==== Extrait du document

La durée de formation : la pomme de discorde

Cette revendication qui se heurte au refus catégorique du gouvernement est jugée légitime par M. Derkaoui, qui explique que la septième année représente l’année de la professionnalisation par excellence. «Officiellement, les futurs médecins effectuent au cours de cette année plus de 600 heures de stage, alors qu’en réalité, ils y effectuent plus de 1.800 heures de stage réparties entre les gardes de nuit et les stages de jour. Cette année ouvre par ailleurs la voie à la spécialisation, comme c’est le cas dans de nombreux pays à travers le monde», a argumenté l’invité de «L’Info en Face».

========
==== Données présentées

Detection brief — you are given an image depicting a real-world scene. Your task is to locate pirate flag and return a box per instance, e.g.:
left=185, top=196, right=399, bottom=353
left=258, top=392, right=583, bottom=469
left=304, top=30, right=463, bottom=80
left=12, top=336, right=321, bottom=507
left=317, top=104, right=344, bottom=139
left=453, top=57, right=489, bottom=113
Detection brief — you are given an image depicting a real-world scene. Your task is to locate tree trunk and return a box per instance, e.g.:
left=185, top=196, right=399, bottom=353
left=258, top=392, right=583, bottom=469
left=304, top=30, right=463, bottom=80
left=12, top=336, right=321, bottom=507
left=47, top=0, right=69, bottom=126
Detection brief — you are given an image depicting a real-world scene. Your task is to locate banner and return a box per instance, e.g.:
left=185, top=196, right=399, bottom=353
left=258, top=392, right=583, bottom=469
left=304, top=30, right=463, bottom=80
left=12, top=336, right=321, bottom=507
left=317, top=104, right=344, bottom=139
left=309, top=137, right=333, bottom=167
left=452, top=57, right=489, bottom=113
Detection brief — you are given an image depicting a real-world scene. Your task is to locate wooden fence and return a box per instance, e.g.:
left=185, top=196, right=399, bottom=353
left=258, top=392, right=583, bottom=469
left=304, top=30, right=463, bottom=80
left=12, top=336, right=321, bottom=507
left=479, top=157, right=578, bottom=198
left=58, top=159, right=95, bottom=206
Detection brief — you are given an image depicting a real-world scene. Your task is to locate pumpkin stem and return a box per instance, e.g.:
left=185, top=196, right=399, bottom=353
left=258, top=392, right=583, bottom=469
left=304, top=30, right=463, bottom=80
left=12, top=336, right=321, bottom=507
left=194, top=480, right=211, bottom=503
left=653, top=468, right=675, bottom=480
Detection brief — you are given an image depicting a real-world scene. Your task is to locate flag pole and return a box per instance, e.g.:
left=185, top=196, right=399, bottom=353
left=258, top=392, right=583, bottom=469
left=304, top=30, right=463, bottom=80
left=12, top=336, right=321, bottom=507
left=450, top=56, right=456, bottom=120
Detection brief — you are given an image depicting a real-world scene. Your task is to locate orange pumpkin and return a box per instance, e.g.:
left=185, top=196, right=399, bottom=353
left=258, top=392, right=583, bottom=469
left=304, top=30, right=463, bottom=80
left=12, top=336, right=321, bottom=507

========

_Tâches à réaliser:_
a – Indiquez si chacune des affirmations suivantes concorde avec l'extrait sur la durée de formation des médecins : (i) le gouvernement accepte la revendication ; (ii) officiellement, les futurs médecins effectuent plus de 600 heures de stage durant la septième année ; (iii) selon M. Derkaoui, la septième année ouvre la voie à la spécialisation. Pour chaque affirmation, répondez par oui ou par non et citez les mots décisifs de l'extrait.
b – Poursuivez l'extrait sur la durée de formation des médecins à partir de sa dernière phrase.

_Résultats de l'exercice:_
a –
(i) Non : « se heurte au refus catégorique du gouvernement ».
(ii) Oui : « Officiellement, les futurs médecins effectuent au cours de cette année plus de 600 heures de stage ».
(iii) Oui : « Cette année ouvre par ailleurs la voie à la spécialisation ».

b –
Et de renchérir : «Il n’existe aucun modèle de formation dans le monde qui adopte une durée de six années d’étude pour former des médecins, y compris le modèle canadien et américain. La durée moyenne pour former un médecin reste entre sept et huit années. Par ailleurs, ceux qui disent que les étudiants tiennent à une durée d’étude de 7 années en vue de pouvoir poursuivre leur spécialisation à l’étranger ont tout faux. Car il est possible de poursuivre ses études à l’étranger même avec un cursus à 6 années». Cela étant précisé, le président du bureau des étudiants de la Faculté de médecine de Rabat a affirmé que si le gouvernement souhaitait garder ses cadres médicaux, il n’aurait qu’à améliorer l’attractivité du secteur public, comme l’a déjà souligné le ministre de la Santé précédemment.

Revenant sur les raisons du non-aboutissement de la dernière proposition formulée par le gouvernement et qui a été encadrée par le Chef du gouvernement, M. Darkaoui a justement évoqué le point relatif à la durée des études qui cristallise la divergence entre les deux parties. Il a également déploré la rétractation du gouvernement qui est revenu, selon lui, sur plusieurs propositions formulées lors d’une première réunion tenue début juin en présence du ministre de l’Enseignement supérieur.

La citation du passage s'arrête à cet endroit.